# [Your assignment]
Every line of the material is to be quoted verbatim, minus the pictures.

*** Task inputs ***

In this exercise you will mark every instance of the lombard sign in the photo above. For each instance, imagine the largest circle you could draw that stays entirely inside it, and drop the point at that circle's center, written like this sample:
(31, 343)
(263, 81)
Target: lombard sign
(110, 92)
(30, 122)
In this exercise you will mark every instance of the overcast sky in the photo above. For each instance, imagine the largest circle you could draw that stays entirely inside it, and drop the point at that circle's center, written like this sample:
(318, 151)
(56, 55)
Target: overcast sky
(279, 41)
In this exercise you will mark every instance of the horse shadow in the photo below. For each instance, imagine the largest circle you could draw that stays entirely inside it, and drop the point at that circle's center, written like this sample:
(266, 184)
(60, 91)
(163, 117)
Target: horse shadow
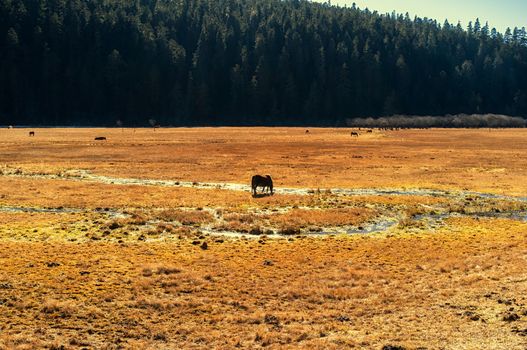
(261, 195)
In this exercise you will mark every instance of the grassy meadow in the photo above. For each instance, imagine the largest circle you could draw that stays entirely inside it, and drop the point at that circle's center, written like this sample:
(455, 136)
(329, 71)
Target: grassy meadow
(151, 239)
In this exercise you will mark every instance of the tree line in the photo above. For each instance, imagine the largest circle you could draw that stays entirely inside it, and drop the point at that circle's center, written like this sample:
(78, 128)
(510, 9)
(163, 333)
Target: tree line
(246, 62)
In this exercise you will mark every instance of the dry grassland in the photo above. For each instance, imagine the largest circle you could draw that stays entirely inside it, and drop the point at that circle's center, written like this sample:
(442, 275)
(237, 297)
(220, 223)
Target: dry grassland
(100, 265)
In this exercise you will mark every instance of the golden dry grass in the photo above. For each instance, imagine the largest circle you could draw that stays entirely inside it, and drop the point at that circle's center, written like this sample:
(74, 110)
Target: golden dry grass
(135, 268)
(479, 160)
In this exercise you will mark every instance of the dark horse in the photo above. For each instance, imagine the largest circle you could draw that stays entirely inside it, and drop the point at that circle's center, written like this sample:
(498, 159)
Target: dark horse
(262, 181)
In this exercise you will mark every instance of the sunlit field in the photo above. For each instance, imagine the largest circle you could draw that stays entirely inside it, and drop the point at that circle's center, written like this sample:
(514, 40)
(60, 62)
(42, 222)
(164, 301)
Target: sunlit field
(152, 239)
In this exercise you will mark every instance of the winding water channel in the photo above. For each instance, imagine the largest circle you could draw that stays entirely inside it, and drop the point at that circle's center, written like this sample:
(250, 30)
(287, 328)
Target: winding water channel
(382, 223)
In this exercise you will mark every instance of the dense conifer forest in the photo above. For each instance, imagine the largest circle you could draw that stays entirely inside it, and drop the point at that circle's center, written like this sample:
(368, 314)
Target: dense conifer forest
(246, 62)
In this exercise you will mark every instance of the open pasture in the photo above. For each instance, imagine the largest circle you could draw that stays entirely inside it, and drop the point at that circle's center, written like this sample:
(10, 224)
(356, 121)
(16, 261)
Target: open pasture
(151, 238)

***

# [Solved exercise]
In this exercise you will mark every instance of the lombard sign in the photo above. For each instance, imagine the largest circle you could draw that stays entirely inside it, and drop the point at that circle's center, written like this sample:
(31, 343)
(263, 81)
Target: lombard sign
(110, 92)
(30, 122)
In this exercise you will mark every instance of the overcast sky in the photo above. For each instance, imagine the largest circle you could draw that stays entirely inside it, and drop the point at that circle's center, written like this sample:
(318, 151)
(56, 55)
Target: overcast sky
(279, 41)
In this exercise you will mark every instance of the horse shadow in the photo below. For each instance, imagine the largest circle you could draw that stays entirely inside it, and drop the point at that circle's center, written like this sample:
(266, 184)
(60, 91)
(163, 117)
Target: horse shadow
(261, 195)
In this exercise you will mark every instance of the grassy meadow in the photo above. For each instance, imagine the largest circle you could draw that stays entirely inside it, and drop the point at that circle's center, written like this sample:
(455, 136)
(329, 71)
Target: grassy meadow
(151, 239)
In this exercise you will mark every instance of the tree line in the photo above. For each instance, imagine the largest circle you could draw that stays entirely inside it, and drop the point at that circle's center, written like this sample:
(78, 128)
(510, 9)
(163, 333)
Target: tree line
(246, 62)
In this exercise you will mark every instance of the dry grassland in the photo above. For each instance, imagine the largest circle you could draw that stays entirely inside it, and drop the point at that circle's center, written like this sample:
(442, 275)
(237, 297)
(220, 223)
Target: dry grassland
(100, 265)
In this exercise you will mark every instance of the golden dry grass in the photo above. For each instance, imagine the largest circle you could draw that stays entirely inside it, and drop the point at that circle's center, written like this sample:
(74, 110)
Target: golden dry grass
(135, 268)
(479, 160)
In this exercise you will mark every instance of the dark horse in the photo above. For each instance, imagine the largest circle you could draw that stays entirely inside it, and drop the point at that circle's center, written like this sample:
(498, 159)
Target: dark horse
(262, 181)
In this exercise you will mark every instance of the sunlit field in the photo above. For each instance, imagine the largest circle you could draw that stays entirely inside it, and drop the point at that circle's center, written like this sample:
(514, 40)
(60, 62)
(42, 222)
(164, 301)
Target: sunlit field
(152, 239)
In this exercise you will mark every instance of the winding water channel in the photo above. For each instance, imagine the largest circle you could draw that stays entirely inside it, and drop the point at that circle's center, written like this sample:
(250, 30)
(287, 328)
Target: winding water channel
(382, 223)
In this exercise you will mark every instance of the dense conifer forest in the photo above. For each instance, imagine the largest circle you could draw that stays entirely inside it, and drop the point at that circle's center, written like this sample:
(368, 314)
Target: dense conifer forest
(246, 62)
In this exercise you will mark every instance of the open pasture in the photo above. For each instance, imagine the largest circle you could draw that stays entirely inside it, and drop the point at that circle's center, written like this sample:
(10, 224)
(356, 121)
(16, 261)
Target: open pasture
(151, 238)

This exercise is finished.